- _ACTION ITEM_
Beginning with the line that holds "Target: distant mountain range", set down each line of the data below through the very last, exactly as given, and nothing beyond that.

#### GIVEN DATA

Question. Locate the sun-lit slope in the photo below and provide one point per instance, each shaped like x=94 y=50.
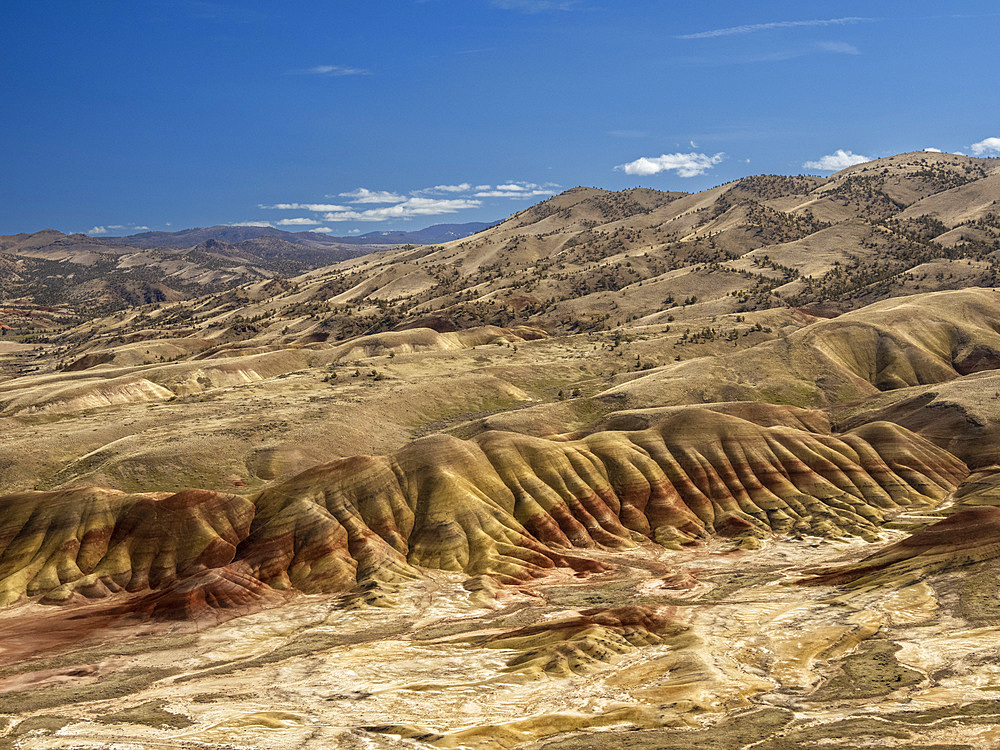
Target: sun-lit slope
x=121 y=381
x=502 y=505
x=969 y=536
x=893 y=344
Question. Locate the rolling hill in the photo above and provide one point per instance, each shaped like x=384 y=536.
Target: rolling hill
x=665 y=469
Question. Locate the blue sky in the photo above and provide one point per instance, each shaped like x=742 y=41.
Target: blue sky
x=376 y=114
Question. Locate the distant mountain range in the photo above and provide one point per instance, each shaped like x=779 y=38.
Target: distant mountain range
x=83 y=275
x=234 y=234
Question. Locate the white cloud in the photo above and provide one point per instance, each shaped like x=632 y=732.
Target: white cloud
x=986 y=146
x=318 y=207
x=840 y=48
x=335 y=70
x=515 y=190
x=407 y=209
x=750 y=28
x=686 y=165
x=364 y=195
x=300 y=222
x=463 y=187
x=839 y=159
x=534 y=6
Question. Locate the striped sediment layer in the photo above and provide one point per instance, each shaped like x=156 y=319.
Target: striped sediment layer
x=502 y=505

########

- _ANSWER AREA_
Target: distant mountain range
x=83 y=275
x=234 y=234
Question. Locate the white cloud in the photo above and provide one point per instance, each shaped like x=632 y=732.
Target: white cloud
x=986 y=146
x=318 y=207
x=840 y=48
x=335 y=70
x=515 y=190
x=407 y=209
x=750 y=28
x=686 y=165
x=364 y=195
x=300 y=222
x=463 y=187
x=839 y=159
x=534 y=6
Question. Locate the striped sediment layer in the photo above and provide one point per instance, each shaped like x=156 y=319.
Target: striped sediment layer
x=502 y=505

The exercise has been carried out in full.